BEGIN Dataset entries

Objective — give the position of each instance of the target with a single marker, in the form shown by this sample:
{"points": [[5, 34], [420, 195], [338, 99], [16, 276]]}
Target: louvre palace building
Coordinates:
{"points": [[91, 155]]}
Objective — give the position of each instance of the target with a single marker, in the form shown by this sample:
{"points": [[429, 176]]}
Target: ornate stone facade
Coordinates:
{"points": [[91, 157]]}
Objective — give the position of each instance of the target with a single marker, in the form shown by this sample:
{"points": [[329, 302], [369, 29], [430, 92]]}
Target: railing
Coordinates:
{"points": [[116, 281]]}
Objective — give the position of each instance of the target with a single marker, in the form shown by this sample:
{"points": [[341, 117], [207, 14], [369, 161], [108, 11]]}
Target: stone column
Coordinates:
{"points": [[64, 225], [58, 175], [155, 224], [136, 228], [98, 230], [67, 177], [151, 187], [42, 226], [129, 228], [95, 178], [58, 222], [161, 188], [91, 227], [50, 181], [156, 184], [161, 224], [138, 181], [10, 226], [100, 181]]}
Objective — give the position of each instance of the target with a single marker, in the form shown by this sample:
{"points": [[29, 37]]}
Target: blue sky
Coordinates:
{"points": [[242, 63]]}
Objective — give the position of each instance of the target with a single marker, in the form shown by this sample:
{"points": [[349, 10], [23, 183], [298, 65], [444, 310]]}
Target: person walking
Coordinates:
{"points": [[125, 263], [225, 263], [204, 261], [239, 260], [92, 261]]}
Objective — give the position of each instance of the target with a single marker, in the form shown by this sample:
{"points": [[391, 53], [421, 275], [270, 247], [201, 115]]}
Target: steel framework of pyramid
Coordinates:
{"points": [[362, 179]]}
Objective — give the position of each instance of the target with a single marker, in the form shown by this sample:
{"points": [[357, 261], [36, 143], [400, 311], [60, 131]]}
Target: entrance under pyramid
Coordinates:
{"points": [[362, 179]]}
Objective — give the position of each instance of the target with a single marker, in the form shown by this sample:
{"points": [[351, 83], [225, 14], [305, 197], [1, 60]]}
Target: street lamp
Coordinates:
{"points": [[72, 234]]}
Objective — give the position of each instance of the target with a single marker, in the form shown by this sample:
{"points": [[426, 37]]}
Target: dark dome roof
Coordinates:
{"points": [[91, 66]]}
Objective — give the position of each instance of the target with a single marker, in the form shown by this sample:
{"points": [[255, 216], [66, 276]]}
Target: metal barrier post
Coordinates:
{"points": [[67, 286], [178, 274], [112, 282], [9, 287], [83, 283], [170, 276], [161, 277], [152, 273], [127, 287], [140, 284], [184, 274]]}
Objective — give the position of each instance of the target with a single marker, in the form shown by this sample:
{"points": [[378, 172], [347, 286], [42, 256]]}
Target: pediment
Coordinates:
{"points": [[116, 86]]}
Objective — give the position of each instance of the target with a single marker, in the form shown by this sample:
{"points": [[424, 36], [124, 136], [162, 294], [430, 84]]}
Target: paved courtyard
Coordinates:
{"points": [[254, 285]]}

END Dataset entries

What to work on — Go through the lines above. Select every one that has the string "stone".

Problem solution —
Target: ornate stone facade
Target: stone column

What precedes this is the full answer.